# Goal of the exercise:
Within the records below, copy out only the part that opens with the line containing "Each instance of the grass" and closes with the line containing "349], [473, 348]]]", keeping both of those lines. Add 143 to every coordinate in its outlines, leaving all other text unchanged.
start Data listing
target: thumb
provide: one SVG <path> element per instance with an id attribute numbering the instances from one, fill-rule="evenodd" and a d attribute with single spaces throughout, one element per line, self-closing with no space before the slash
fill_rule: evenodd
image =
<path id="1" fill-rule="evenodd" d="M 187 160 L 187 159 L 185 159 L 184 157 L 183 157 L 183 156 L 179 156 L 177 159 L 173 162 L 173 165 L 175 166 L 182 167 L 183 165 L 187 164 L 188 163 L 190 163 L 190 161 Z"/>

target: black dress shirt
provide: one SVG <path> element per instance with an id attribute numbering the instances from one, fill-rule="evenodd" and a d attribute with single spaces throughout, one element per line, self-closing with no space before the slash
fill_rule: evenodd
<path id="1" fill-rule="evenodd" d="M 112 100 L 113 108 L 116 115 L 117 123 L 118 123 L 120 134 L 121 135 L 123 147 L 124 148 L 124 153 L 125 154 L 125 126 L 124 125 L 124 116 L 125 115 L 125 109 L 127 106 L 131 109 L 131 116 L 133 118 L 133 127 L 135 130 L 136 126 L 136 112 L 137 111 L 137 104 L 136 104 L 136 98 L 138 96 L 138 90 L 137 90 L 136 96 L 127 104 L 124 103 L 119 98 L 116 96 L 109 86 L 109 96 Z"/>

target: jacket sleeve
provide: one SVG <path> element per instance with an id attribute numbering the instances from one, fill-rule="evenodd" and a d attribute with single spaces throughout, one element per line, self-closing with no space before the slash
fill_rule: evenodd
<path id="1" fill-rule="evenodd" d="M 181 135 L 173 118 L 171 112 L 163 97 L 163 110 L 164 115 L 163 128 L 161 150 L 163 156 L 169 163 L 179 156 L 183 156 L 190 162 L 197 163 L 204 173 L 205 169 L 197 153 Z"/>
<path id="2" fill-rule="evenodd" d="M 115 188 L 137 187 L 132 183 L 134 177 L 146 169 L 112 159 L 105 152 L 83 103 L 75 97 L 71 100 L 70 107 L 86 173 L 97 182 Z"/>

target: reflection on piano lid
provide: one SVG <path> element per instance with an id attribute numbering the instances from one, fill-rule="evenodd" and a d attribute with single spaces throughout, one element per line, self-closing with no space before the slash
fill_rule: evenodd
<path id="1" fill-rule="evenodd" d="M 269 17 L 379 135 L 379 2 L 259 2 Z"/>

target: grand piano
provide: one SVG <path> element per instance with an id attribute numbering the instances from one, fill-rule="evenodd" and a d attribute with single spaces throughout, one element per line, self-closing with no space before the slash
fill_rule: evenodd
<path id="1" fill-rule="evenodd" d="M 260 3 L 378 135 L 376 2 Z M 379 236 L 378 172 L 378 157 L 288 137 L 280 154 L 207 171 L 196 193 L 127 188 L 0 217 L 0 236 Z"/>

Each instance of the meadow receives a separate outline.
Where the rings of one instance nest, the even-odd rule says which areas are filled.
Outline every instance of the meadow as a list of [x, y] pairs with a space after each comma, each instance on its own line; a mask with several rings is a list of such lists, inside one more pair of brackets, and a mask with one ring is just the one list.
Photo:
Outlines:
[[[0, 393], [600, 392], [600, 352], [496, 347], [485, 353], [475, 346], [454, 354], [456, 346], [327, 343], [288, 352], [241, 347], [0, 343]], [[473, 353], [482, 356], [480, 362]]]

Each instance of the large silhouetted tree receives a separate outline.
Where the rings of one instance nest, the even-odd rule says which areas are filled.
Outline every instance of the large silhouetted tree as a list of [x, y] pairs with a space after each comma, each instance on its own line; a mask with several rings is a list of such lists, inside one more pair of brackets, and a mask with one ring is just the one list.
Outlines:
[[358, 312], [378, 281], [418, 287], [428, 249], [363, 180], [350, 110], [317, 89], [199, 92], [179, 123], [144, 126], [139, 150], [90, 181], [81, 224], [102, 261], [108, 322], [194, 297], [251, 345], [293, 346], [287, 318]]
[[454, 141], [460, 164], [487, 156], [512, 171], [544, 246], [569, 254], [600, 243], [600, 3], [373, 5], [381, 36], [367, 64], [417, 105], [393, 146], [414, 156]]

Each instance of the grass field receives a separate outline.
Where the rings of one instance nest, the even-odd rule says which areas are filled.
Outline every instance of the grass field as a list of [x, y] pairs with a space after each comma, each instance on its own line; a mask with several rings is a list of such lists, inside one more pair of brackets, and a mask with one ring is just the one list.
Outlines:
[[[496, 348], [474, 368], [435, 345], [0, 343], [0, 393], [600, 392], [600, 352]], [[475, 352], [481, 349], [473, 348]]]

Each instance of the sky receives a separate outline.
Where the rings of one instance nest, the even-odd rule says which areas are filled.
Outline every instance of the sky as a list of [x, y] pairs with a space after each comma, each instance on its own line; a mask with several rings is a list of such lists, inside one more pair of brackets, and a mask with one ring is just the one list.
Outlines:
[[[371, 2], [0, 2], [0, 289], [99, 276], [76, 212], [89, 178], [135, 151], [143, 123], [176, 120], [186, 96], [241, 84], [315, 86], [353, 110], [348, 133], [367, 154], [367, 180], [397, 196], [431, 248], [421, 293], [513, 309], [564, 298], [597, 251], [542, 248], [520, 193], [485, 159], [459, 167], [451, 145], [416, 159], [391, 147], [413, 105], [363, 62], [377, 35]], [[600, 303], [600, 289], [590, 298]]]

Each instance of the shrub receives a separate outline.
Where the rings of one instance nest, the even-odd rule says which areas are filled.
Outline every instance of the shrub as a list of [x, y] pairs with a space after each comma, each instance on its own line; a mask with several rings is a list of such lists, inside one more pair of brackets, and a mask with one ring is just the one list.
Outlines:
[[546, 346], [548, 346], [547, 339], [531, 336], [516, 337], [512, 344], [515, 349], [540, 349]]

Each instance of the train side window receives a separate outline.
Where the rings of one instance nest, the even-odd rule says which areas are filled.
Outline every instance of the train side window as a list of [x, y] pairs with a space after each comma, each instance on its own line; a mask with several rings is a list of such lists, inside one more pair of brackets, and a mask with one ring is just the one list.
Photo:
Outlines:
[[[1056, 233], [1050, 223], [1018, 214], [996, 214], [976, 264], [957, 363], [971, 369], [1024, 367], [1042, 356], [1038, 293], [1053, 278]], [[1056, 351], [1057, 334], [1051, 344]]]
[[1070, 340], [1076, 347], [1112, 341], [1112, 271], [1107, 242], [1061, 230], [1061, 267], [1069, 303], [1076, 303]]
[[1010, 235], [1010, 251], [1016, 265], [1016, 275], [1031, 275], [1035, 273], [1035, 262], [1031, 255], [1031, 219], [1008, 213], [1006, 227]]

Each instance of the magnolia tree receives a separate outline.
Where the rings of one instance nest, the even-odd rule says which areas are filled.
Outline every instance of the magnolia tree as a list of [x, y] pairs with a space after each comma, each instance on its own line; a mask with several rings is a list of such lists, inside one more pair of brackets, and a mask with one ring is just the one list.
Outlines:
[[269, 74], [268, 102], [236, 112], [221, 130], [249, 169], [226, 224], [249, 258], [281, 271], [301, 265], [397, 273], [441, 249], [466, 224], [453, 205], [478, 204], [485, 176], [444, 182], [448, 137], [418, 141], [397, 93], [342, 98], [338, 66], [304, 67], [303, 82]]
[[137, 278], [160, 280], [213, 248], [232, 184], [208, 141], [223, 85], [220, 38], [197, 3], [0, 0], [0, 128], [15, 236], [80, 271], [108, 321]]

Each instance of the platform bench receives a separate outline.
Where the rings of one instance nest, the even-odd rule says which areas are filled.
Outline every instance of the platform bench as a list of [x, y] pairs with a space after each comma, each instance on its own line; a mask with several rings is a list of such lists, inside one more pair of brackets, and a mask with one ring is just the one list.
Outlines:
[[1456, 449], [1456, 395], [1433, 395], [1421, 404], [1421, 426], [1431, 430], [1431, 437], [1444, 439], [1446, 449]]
end Data listing
# Written answer:
Each instance of the grass field receives a separate outline.
Where the rings of one instance nest, the even-odd rule says which areas are filled.
Outline every instance of the grass field as a list of [x, y] pairs with a space after each comma, each instance on its own line; a mask with several rings is a list of such lists, inside one more pair of brackets, and a mask with one ring is just the one list.
Outlines:
[[[639, 491], [617, 511], [578, 488], [143, 486], [143, 536], [743, 535], [743, 495]], [[618, 495], [624, 492], [616, 491]]]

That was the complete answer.